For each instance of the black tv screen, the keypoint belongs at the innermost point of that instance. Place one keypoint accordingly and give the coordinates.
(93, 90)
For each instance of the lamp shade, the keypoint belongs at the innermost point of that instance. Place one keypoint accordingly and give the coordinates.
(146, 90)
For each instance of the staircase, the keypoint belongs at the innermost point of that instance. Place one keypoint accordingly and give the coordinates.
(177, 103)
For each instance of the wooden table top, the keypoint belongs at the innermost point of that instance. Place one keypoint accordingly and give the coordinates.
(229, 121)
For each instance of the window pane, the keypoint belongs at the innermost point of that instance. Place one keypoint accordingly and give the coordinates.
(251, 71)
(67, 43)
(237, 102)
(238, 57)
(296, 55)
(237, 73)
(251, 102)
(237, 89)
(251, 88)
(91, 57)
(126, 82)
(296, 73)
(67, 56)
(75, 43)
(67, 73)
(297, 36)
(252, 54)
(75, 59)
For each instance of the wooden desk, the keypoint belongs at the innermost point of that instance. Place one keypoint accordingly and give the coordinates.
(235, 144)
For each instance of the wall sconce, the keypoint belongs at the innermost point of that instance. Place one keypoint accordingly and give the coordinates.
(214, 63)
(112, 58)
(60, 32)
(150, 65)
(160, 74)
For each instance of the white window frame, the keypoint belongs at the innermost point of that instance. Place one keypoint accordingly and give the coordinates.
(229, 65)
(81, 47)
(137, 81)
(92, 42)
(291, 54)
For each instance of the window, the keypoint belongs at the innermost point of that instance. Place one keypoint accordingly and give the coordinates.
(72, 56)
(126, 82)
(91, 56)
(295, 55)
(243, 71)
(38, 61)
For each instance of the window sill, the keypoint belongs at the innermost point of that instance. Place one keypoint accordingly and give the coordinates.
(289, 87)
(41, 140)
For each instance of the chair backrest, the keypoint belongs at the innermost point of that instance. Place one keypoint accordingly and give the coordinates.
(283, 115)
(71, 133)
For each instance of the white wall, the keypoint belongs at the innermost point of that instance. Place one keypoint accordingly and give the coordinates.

——

:: Goal of the exercise ::
Repeat every line of the records above exactly.

:: Result below ::
For each instance of the black tv screen, the keypoint belongs at the innermost point of that instance. Place one keypoint accordingly and give the coordinates.
(93, 90)
For each instance of the lamp shade, the keypoint belongs at the innermost point of that instance. Place one keypoint accordingly and give the coordinates.
(146, 90)
For each instance of the staircase, the keypoint belongs at the innermost point of that instance. Place one keypoint accordingly and give the coordinates.
(177, 103)
For each instance of the wooden table top, the keypoint belongs at the innermost point of that instance. Place one keypoint accordingly and give the coordinates.
(229, 121)
For each instance of the window pane, the keypoint belongs at the innermost point of that instance. Place one keypoint accordingly and give the coordinates.
(251, 71)
(67, 43)
(237, 102)
(238, 57)
(296, 55)
(237, 73)
(251, 102)
(237, 89)
(251, 88)
(91, 57)
(126, 82)
(296, 73)
(67, 56)
(75, 43)
(67, 73)
(297, 36)
(252, 54)
(75, 59)
For each instance of the wooden desk, the keypoint belongs at the innermost point of that instance. Place one keypoint accordingly and give the coordinates.
(235, 144)
For each instance of the wall sconce, the keypoint belongs at the innermost point of that instance. Place one keypoint accordingly and give the coordinates.
(214, 63)
(112, 58)
(60, 32)
(150, 65)
(160, 74)
For each instance of the white window frame, the keypoint belongs at the innermost point of that instance. Place one keypoint accordingly and give the coordinates.
(229, 65)
(81, 47)
(137, 81)
(92, 42)
(291, 54)
For each instance of the window, the keypoint belongs at the innermost point of that instance. Place one keypoint accordingly and give the coordinates.
(72, 56)
(126, 82)
(91, 56)
(295, 55)
(243, 71)
(38, 61)
For each instance of the window sill, the keypoint belongs at the innermost point of that instance. Place one keypoint accordingly and give the coordinates.
(289, 87)
(41, 140)
For each instance of the chair backrest, the keypoint belongs at the innermost point of that instance. Place one keypoint accordingly and give the coordinates.
(283, 115)
(71, 133)
For each instance of the white wall, the keypoint belongs at the innermost point of that instance. Place one keypoint accordingly and give the coordinates.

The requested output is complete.